# [EXERCISE AIM]
Reproduce the following lines verbatim.

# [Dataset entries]
⁂
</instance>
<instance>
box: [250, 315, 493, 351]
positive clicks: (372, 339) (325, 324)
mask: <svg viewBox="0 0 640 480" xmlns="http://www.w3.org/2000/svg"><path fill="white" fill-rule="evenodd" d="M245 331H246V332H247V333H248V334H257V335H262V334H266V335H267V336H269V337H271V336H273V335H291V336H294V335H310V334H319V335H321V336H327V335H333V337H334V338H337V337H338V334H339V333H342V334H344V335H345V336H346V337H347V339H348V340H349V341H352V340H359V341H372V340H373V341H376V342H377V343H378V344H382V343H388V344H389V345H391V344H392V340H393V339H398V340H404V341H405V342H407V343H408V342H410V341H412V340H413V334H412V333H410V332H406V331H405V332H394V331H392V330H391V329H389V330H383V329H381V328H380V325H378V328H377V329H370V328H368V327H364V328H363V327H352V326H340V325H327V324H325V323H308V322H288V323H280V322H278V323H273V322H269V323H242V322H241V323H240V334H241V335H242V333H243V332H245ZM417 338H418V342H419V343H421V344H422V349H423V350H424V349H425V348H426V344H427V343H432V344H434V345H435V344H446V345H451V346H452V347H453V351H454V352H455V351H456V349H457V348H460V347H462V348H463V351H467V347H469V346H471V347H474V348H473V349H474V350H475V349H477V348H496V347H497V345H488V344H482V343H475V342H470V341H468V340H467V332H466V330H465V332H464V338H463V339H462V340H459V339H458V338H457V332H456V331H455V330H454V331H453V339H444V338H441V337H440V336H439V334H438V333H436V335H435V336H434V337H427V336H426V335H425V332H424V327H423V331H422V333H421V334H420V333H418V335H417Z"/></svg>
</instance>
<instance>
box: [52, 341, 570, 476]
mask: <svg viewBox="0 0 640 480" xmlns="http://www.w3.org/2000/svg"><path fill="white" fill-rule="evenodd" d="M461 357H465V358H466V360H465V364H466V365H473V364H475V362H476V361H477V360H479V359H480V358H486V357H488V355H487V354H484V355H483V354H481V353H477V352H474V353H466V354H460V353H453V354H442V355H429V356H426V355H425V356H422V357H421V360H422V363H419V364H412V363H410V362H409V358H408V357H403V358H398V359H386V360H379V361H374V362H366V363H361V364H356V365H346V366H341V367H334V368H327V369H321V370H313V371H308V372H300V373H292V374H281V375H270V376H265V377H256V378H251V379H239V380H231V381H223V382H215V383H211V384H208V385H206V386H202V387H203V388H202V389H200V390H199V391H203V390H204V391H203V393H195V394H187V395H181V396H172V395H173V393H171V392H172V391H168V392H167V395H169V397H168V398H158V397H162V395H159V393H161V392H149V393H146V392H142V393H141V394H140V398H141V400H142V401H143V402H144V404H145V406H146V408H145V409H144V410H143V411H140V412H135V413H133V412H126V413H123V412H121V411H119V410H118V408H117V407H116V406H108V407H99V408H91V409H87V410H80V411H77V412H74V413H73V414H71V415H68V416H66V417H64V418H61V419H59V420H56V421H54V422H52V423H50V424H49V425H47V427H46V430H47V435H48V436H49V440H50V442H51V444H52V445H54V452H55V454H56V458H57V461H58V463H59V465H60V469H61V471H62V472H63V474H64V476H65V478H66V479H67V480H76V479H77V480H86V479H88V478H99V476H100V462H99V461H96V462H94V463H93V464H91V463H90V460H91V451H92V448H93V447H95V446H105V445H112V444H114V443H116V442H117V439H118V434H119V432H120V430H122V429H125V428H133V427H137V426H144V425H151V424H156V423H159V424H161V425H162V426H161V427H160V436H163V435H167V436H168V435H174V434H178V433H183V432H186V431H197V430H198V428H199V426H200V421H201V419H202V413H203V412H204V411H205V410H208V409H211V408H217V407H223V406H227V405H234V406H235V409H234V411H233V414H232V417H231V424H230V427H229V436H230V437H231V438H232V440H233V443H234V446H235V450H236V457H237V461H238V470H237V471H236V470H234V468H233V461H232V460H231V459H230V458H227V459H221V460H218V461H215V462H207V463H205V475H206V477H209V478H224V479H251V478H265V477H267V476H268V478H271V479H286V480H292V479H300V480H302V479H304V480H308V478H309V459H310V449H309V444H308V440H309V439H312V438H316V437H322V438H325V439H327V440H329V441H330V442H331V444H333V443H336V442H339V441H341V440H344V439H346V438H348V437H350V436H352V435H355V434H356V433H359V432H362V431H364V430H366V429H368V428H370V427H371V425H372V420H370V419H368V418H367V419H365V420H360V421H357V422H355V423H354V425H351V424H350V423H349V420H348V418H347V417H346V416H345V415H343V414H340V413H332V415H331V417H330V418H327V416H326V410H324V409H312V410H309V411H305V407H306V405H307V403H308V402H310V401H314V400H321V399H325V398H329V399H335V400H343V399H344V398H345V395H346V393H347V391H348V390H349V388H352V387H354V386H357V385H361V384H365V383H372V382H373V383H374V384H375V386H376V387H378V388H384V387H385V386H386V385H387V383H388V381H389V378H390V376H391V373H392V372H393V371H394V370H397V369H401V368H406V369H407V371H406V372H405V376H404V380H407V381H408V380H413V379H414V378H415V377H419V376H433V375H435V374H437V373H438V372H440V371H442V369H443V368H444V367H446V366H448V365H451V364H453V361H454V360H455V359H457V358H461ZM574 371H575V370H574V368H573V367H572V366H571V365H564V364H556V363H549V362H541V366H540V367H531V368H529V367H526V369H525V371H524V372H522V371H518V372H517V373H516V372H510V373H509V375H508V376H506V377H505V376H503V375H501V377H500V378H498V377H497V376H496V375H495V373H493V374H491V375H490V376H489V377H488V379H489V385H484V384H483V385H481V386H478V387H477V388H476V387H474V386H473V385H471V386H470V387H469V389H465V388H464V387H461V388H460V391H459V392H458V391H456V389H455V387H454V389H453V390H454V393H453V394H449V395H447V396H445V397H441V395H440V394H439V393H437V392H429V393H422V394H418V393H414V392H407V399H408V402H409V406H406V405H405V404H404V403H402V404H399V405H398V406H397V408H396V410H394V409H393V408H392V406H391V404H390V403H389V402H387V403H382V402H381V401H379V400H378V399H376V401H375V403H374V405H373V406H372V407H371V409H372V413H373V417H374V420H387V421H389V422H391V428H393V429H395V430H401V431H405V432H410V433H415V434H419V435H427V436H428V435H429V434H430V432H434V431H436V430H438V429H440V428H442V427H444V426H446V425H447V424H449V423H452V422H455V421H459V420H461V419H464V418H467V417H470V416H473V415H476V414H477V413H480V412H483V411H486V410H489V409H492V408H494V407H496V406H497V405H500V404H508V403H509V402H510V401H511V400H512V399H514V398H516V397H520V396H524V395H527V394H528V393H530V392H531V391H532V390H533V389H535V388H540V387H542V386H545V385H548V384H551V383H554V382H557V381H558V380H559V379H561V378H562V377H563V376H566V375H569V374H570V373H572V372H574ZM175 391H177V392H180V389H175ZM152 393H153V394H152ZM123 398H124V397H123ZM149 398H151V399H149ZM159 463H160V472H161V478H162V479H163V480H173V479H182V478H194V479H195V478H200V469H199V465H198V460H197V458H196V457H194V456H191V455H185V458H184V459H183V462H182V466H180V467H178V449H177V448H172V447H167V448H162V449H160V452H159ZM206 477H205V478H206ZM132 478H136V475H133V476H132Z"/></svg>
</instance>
⁂
# [EXERCISE RESPONSE]
</instance>
<instance>
box: [250, 315, 493, 351]
positive clicks: (372, 339) (325, 324)
mask: <svg viewBox="0 0 640 480" xmlns="http://www.w3.org/2000/svg"><path fill="white" fill-rule="evenodd" d="M245 331H246V332H247V333H248V334H257V335H262V334H266V335H267V336H269V337H271V336H273V335H291V336H294V335H310V334H319V335H321V336H327V335H333V337H334V338H337V337H338V334H339V333H342V334H344V335H345V336H346V337H347V339H348V340H349V341H352V340H359V341H372V340H373V341H376V342H377V343H378V344H382V343H388V344H389V345H391V344H392V340H393V339H398V340H404V341H405V342H407V343H408V342H410V341H412V340H413V334H412V333H410V332H406V331H405V332H394V331H392V330H391V329H389V330H383V329H381V328H380V325H378V328H377V329H370V328H368V327H364V328H363V327H352V326H340V325H327V324H325V323H308V322H288V323H280V322H278V323H273V322H269V323H242V322H241V323H240V334H241V335H242V333H243V332H245ZM417 338H418V342H419V343H421V344H422V349H423V350H424V349H425V348H426V344H427V343H432V344H434V345H435V344H446V345H451V346H452V347H453V351H454V352H455V351H456V349H457V348H460V347H462V348H463V351H467V347H469V346H471V347H474V348H473V349H474V350H475V349H477V348H496V347H497V345H488V344H482V343H475V342H470V341H468V340H467V332H466V330H465V332H464V338H463V339H462V340H459V339H458V338H457V332H456V331H455V330H454V331H453V339H444V338H441V337H440V336H439V334H438V333H436V335H435V336H434V337H427V336H426V335H425V332H424V327H423V331H422V333H421V334H420V333H418V335H417Z"/></svg>
</instance>
<instance>
box: [52, 341, 570, 476]
mask: <svg viewBox="0 0 640 480" xmlns="http://www.w3.org/2000/svg"><path fill="white" fill-rule="evenodd" d="M461 357H465V358H466V360H465V364H466V365H473V364H475V362H476V361H477V360H479V359H480V358H486V357H488V355H487V354H484V355H483V354H481V353H477V352H474V353H466V354H460V353H453V354H442V355H429V356H426V355H425V356H422V357H421V360H422V363H419V364H412V363H410V362H409V358H408V357H403V358H398V359H386V360H379V361H374V362H366V363H361V364H356V365H346V366H341V367H334V368H327V369H321V370H313V371H308V372H300V373H292V374H281V375H270V376H265V377H256V378H251V379H239V380H231V381H223V382H215V383H211V384H208V385H206V386H202V387H203V388H202V389H200V390H199V391H203V390H204V391H203V393H195V394H187V395H181V396H172V395H173V393H171V392H172V391H168V392H167V395H169V397H168V398H158V397H162V395H159V393H161V392H149V393H146V392H142V393H141V394H140V398H141V400H142V401H143V402H144V404H145V406H146V408H145V409H144V410H143V411H140V412H135V413H133V412H126V413H123V412H121V411H119V410H118V408H117V407H116V406H108V407H99V408H91V409H87V410H80V411H77V412H74V413H73V414H71V415H68V416H66V417H64V418H61V419H59V420H56V421H54V422H52V423H50V424H49V425H47V427H46V430H47V435H48V436H49V440H50V442H51V444H52V445H54V452H55V454H56V458H57V461H58V463H59V465H60V469H61V471H62V472H63V474H64V476H65V478H66V479H67V480H76V479H77V480H86V479H88V478H99V476H100V462H99V461H96V462H94V463H93V464H91V463H90V460H91V451H92V448H93V447H95V446H105V445H112V444H114V443H116V442H117V439H118V434H119V432H120V430H122V429H125V428H133V427H137V426H144V425H151V424H156V423H159V424H161V425H162V426H161V427H160V436H163V435H167V436H168V435H174V434H178V433H183V432H186V431H197V430H198V428H199V426H200V421H201V419H202V413H203V412H204V411H205V410H208V409H211V408H217V407H223V406H227V405H234V406H235V409H234V411H233V414H232V417H231V424H230V427H229V436H230V437H231V438H232V440H233V443H234V446H235V450H236V457H237V461H238V470H237V471H236V470H234V468H233V461H232V460H231V459H230V458H227V459H221V460H218V461H215V462H207V463H205V475H206V477H209V478H224V479H251V478H265V477H267V476H268V478H271V479H286V480H292V479H300V480H302V479H304V480H308V478H309V459H310V449H309V444H308V440H309V439H312V438H316V437H322V438H325V439H327V440H329V441H330V442H331V444H333V443H336V442H339V441H341V440H344V439H346V438H348V437H350V436H352V435H355V434H356V433H359V432H362V431H364V430H366V429H368V428H370V427H371V425H372V420H370V419H368V418H367V419H365V420H360V421H357V422H355V423H354V425H351V424H350V423H349V420H348V418H347V417H346V416H345V415H343V414H340V413H332V415H331V417H330V418H327V416H326V410H324V409H312V410H309V411H305V407H306V405H307V403H308V402H310V401H314V400H321V399H325V398H329V399H335V400H343V399H344V398H345V395H346V393H347V391H348V390H349V388H352V387H354V386H357V385H361V384H365V383H372V382H373V383H374V384H375V386H376V387H378V388H384V387H385V386H386V385H387V383H388V381H389V378H390V376H391V373H392V372H393V371H394V370H397V369H401V368H406V369H407V371H406V372H405V376H404V380H407V381H408V380H413V379H414V378H415V377H419V376H433V375H435V374H437V373H438V372H440V371H442V369H443V368H444V367H446V366H448V365H451V364H453V361H454V360H455V359H457V358H461ZM574 371H575V370H574V368H573V367H572V366H571V365H564V364H556V363H549V362H541V366H540V367H531V368H529V367H526V369H525V371H524V372H522V371H518V372H517V373H516V372H510V373H509V375H508V376H506V377H505V376H503V375H501V377H500V378H498V377H497V376H496V375H495V373H493V374H491V375H490V376H489V377H488V379H489V385H484V384H483V385H481V386H478V387H477V388H476V387H474V386H473V385H471V386H470V387H469V389H465V388H464V387H461V388H460V391H459V392H458V391H456V389H455V387H454V389H453V390H454V393H453V394H449V395H447V396H445V397H441V395H440V394H439V393H437V392H429V393H422V394H418V393H414V392H407V399H408V402H409V406H406V405H405V404H404V403H402V404H399V405H398V406H397V408H396V410H394V409H393V408H392V406H391V404H390V403H389V402H387V403H382V402H381V401H379V400H378V399H376V401H375V403H374V405H373V406H372V407H371V409H372V413H373V417H374V420H387V421H389V422H391V428H393V429H395V430H401V431H405V432H410V433H415V434H419V435H427V436H428V435H429V434H430V432H434V431H436V430H438V429H440V428H442V427H444V426H446V425H447V424H449V423H452V422H455V421H459V420H461V419H464V418H467V417H470V416H473V415H476V414H477V413H480V412H483V411H486V410H489V409H492V408H494V407H496V406H497V405H500V404H508V403H509V402H510V401H511V400H512V399H514V398H516V397H520V396H524V395H527V394H528V393H530V392H531V391H532V390H533V389H535V388H540V387H542V386H545V385H548V384H551V383H554V382H557V381H558V380H559V379H561V378H562V377H563V376H566V375H569V374H570V373H572V372H574ZM175 391H177V392H180V389H175ZM152 393H153V394H152ZM123 398H124V397H123ZM149 398H151V399H149ZM159 463H160V472H161V478H162V479H163V480H173V479H182V478H194V479H195V478H200V469H199V465H198V460H197V458H196V457H194V456H191V455H185V458H184V459H183V462H182V466H180V467H178V449H177V448H172V447H167V448H162V449H160V452H159ZM206 477H205V478H206ZM132 478H136V475H133V476H132Z"/></svg>
</instance>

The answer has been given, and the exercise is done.